**Required work:** Rewrite the lines below as a numbered list, leaving out any blank lines.

____ Material shown

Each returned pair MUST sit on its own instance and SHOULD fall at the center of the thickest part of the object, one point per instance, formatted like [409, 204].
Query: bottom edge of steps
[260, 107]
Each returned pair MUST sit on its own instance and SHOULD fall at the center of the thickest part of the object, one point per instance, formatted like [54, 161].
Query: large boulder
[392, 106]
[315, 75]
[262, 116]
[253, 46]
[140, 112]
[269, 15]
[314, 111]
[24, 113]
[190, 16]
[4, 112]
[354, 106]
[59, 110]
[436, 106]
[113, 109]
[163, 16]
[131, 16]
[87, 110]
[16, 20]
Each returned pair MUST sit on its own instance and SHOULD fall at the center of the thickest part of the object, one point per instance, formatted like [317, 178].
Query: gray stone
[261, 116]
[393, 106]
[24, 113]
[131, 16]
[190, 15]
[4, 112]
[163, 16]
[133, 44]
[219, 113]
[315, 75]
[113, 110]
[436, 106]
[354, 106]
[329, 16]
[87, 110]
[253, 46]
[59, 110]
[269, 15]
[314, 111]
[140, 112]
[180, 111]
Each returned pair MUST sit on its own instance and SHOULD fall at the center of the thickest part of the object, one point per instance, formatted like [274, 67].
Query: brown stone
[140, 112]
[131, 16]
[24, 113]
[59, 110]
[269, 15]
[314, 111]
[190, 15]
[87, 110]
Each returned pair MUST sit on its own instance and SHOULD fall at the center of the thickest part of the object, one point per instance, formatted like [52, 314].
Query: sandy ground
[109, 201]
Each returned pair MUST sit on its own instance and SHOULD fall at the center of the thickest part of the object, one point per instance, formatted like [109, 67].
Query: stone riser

________

**Correct response:**
1. Each returned pair MUST sit on its own instance and SHOULD fall at the center of the thickest part of the object, one point per instance, formatted like [409, 204].
2. Query: bottom edge of steps
3. [260, 107]
4. Each returned pair MUST sit on its own instance and SHOULD fall at the center of the thickest part of the object, one point per instance, formatted like [54, 161].
5. Query: large boulder
6. [392, 106]
7. [315, 75]
8. [262, 116]
9. [253, 46]
10. [140, 112]
11. [269, 15]
12. [314, 111]
13. [24, 113]
14. [190, 16]
15. [4, 112]
16. [354, 106]
17. [59, 110]
18. [436, 106]
19. [113, 109]
20. [163, 16]
21. [131, 16]
22. [87, 110]
23. [16, 20]
24. Each returned pair MUST sit on its own instance and SHOULD fall at the center of the thickest part of the object, one point per instance, formatted like [317, 178].
25. Query: gray stone
26. [261, 116]
27. [393, 106]
28. [24, 113]
29. [131, 16]
30. [190, 15]
31. [4, 112]
32. [163, 16]
33. [133, 44]
34. [219, 113]
35. [315, 75]
36. [113, 110]
37. [436, 106]
38. [354, 106]
39. [329, 16]
40. [87, 110]
41. [253, 46]
42. [59, 110]
43. [269, 15]
44. [314, 111]
45. [140, 112]
46. [180, 111]
47. Each returned pair MUST sit on its own instance and SHOULD fall at the center of the thickest part of the object, one point per instance, formatted like [274, 67].
48. Query: brown stone
49. [140, 112]
50. [131, 16]
51. [24, 113]
52. [59, 110]
53. [269, 15]
54. [314, 111]
55. [190, 15]
56. [87, 110]
57. Each returned pair MUST sit on its own instance and SHOULD fall at the center of the thickest part of the object, one point per instance, formatted like [52, 314].
58. Query: sandy ground
59. [109, 201]
60. Each returned pair MUST sit on its own instance and SHOULD fall at the center of the thickest part of the object, one point per instance, formatted like [109, 67].
61. Query: stone riser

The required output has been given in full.